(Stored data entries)
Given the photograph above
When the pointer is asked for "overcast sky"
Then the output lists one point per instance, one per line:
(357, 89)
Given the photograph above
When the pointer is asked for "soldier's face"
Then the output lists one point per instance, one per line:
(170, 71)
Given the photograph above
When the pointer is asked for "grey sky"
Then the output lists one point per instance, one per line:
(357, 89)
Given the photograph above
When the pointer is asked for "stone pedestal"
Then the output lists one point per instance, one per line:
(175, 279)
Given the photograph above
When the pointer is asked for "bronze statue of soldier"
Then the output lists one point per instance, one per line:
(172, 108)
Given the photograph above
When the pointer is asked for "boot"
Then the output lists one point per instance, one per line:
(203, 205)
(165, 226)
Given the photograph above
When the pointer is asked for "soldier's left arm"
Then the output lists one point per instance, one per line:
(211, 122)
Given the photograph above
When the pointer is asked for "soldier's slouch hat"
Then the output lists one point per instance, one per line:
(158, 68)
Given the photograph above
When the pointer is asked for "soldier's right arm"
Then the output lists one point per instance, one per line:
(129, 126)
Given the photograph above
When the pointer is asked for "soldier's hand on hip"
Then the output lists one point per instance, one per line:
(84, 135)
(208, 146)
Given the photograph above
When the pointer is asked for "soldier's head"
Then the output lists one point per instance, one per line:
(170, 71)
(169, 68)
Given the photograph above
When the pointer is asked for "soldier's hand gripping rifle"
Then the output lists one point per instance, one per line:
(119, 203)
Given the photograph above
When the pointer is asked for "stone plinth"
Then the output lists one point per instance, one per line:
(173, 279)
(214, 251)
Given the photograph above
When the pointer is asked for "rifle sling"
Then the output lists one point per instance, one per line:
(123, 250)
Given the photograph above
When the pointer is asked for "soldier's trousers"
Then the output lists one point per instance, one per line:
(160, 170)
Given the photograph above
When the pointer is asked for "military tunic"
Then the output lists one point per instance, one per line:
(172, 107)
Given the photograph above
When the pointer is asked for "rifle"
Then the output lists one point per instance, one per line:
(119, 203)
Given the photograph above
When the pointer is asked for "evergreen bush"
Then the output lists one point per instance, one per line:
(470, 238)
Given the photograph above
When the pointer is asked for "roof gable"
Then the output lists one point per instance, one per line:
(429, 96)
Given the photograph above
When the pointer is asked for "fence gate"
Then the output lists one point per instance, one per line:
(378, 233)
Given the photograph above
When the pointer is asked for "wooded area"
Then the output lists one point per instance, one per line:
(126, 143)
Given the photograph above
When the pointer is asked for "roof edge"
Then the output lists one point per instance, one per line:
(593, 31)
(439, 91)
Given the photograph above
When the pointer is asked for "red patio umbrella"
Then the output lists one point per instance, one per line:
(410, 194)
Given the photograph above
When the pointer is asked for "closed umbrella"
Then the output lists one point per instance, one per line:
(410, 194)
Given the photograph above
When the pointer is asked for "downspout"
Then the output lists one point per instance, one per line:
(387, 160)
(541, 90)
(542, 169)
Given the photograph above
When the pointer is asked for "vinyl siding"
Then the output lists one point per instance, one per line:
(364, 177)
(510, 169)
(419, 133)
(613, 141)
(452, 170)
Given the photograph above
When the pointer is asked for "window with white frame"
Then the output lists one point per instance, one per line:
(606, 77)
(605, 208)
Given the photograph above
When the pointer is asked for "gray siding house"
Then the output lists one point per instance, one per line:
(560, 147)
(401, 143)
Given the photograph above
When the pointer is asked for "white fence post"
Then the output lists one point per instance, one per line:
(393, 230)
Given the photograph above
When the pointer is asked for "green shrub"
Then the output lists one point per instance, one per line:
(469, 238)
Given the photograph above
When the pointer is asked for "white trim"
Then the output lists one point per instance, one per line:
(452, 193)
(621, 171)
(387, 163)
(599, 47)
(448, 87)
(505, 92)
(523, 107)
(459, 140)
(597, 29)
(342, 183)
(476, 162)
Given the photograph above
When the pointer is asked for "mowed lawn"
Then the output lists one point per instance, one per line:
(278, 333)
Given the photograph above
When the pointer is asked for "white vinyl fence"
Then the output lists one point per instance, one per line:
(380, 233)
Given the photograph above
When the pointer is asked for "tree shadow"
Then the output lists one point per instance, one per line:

* Exercise goal:
Filter the data above down to lines with the word "roof", and copy them.

* Written response:
When the pointer is asked for "roof gable"
When the pointer is asked for "roof edge"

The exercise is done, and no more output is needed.